# Task directions
Rewrite the lines below, changing "Running detection" to "Performing detection" and leaving everything else as it is.
Begin
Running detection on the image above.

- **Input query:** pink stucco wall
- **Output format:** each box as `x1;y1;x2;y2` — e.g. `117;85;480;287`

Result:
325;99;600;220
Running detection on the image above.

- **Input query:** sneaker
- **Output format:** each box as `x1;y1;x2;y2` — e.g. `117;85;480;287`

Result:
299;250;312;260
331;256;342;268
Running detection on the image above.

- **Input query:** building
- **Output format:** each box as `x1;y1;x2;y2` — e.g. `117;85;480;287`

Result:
End
# Worked answer
Performing detection on the image above.

- **Input query:** pink stucco wall
- **Output format:** each box as `x1;y1;x2;y2` — e.g. `117;85;480;287`

Result:
325;99;600;220
Performing detection on the image above.

- **Input query:** sneaker
- **Output format:** each box as `x1;y1;x2;y2` — e.g. `117;85;480;287`

Result:
299;250;312;260
331;256;342;268
Performing detection on the image above.

- **Input query:** building
- **Output format:** each box as `x1;y1;x2;y2` — e.g. `117;85;480;287`

Result:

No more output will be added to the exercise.